Information given:
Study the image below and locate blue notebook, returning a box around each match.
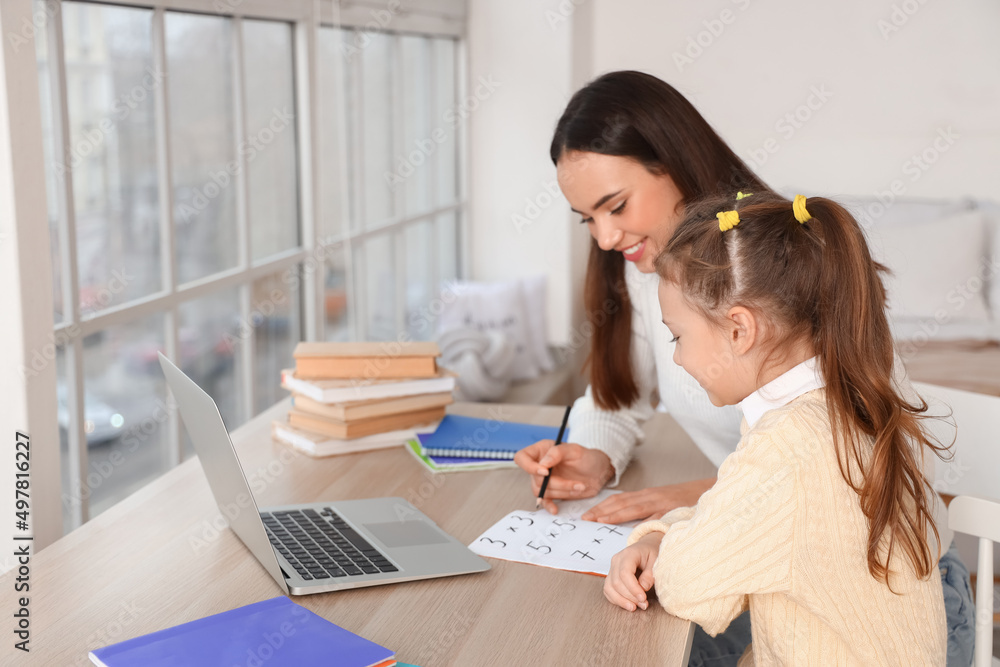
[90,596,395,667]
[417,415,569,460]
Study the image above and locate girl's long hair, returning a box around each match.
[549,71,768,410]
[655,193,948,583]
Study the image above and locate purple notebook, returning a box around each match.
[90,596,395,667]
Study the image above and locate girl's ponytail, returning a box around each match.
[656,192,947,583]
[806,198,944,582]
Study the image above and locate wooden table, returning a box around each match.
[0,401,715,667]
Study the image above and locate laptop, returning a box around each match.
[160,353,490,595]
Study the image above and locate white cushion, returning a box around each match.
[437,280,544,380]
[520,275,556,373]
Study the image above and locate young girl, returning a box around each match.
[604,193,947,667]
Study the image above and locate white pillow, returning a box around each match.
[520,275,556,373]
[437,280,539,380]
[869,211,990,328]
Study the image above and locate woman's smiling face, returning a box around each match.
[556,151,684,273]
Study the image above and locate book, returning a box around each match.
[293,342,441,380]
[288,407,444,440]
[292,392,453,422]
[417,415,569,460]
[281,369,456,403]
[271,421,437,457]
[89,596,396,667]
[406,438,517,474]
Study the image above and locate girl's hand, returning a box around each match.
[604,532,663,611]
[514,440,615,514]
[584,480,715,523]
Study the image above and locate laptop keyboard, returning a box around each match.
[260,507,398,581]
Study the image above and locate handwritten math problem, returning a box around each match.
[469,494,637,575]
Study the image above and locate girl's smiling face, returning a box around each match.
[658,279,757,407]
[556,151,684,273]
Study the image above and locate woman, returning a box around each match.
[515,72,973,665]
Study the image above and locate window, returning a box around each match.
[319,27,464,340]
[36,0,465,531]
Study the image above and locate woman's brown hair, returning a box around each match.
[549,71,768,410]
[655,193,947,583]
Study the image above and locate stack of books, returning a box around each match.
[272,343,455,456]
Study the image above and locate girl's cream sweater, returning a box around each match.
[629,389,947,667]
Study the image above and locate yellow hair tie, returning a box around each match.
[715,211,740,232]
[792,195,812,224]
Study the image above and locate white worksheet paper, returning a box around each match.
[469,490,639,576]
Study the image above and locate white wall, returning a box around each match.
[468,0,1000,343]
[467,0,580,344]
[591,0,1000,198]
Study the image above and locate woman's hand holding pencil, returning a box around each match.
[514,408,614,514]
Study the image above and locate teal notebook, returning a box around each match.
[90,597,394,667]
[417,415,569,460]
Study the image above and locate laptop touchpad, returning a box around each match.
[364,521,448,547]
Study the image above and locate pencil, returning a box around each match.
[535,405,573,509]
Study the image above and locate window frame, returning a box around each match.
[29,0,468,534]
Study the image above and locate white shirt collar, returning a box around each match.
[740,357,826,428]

Exercise description: Rewrite the whole listing above, swapping "locate" for "find" and changing nothing else. Leave the pictures out.

The response:
Study the image below and find blue notebook, returning a box around each match.
[90,596,395,667]
[417,415,569,460]
Study the image above and find girl's long hair, returning a box around each match.
[549,71,768,410]
[655,193,948,583]
Study the image above and find purple notebook, returning a box around each match.
[90,596,395,667]
Study the image above and find girl's ponytail, returning a box around each match.
[656,192,947,583]
[806,198,944,582]
Study the image above and find wooden table, returning a box around each match.
[0,401,715,667]
Study the image above and find laptop, returning a box around each match.
[160,353,490,595]
Study the image above and find white cushion, returning a box around each match.
[437,280,544,380]
[520,275,556,373]
Study the image above and find young girl, returning a box around each match.
[604,193,947,667]
Study the image above and find white pillow, returning a box around each match.
[520,275,556,373]
[437,280,539,380]
[869,211,990,328]
Study the image above and find woman's smiling face, returning a box around each match.
[556,151,684,273]
Study the image above and find book, returning a box around each match.
[293,342,441,380]
[288,407,444,440]
[292,392,453,422]
[417,415,569,460]
[281,369,456,403]
[271,421,437,457]
[89,596,396,667]
[406,438,517,474]
Study the image above and find girl's hand, returning a box around each match.
[604,532,663,611]
[514,440,615,514]
[584,480,715,523]
Study the image above and find laptop keyboard, returning a box around each match.
[260,507,398,581]
Study the image above and find handwritten math problem, returning a box around each match.
[469,494,637,575]
Study the image above and find girl's smiling face, returning a box around each match.
[658,279,757,407]
[556,151,684,273]
Study the image above and find woman, returning a box around each match.
[515,72,973,665]
Study the image above and find window, returning a box around each match.
[319,27,464,340]
[36,0,465,531]
Study the image above and find woman's brown hair, returning a box around each match.
[549,71,768,410]
[655,193,947,583]
Study the image above and find stack of books, returning a box around each match.
[272,343,455,456]
Study the image above and find girl's cream sweater, returning a box around each match.
[629,389,947,667]
Study the image above and find yellow hair tie, returning a box around each match.
[715,211,740,232]
[792,195,812,224]
Study the image above and find white worksheet paper, returning a box around each match.
[469,490,639,576]
Study the image above and find white wall, returning a box around each match.
[468,0,1000,343]
[467,0,580,344]
[591,0,1000,198]
Study the image above and find woman's hand holding pencil, returning a box around each match.
[514,408,614,514]
Study the image above and find teal notebook, returning a box around each match.
[90,597,394,667]
[417,415,569,460]
Study the image above and find laptop touchpad, returning a box around each match.
[364,521,448,547]
Study the image above and find pencil, returning a box around each match.
[535,405,573,509]
Study the image above and find window frame, returning a box around each match.
[29,0,468,534]
Study the image above and find white shirt collar, returning a box around each match.
[740,357,826,428]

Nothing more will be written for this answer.